Only one stretch of the listing below is wanted: the line with "Where can you find the lake" and all lines after it. Reproduce that stretch exactly.

· · · · ·

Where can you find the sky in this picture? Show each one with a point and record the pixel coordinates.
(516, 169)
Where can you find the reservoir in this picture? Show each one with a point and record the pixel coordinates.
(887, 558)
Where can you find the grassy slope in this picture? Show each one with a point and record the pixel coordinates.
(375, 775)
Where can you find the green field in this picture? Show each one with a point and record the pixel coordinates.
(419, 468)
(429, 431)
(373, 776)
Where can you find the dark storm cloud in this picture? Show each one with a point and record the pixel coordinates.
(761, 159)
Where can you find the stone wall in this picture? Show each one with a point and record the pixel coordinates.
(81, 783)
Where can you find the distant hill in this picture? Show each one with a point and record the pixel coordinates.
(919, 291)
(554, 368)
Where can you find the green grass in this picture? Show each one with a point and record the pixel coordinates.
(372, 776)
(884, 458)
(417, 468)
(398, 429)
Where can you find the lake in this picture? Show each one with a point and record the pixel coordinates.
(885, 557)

· · · · ·

ANSWER TO THE EXERCISE:
Where can you find the lake in this picture? Show each one with a point and record the pixel coordinates.
(885, 557)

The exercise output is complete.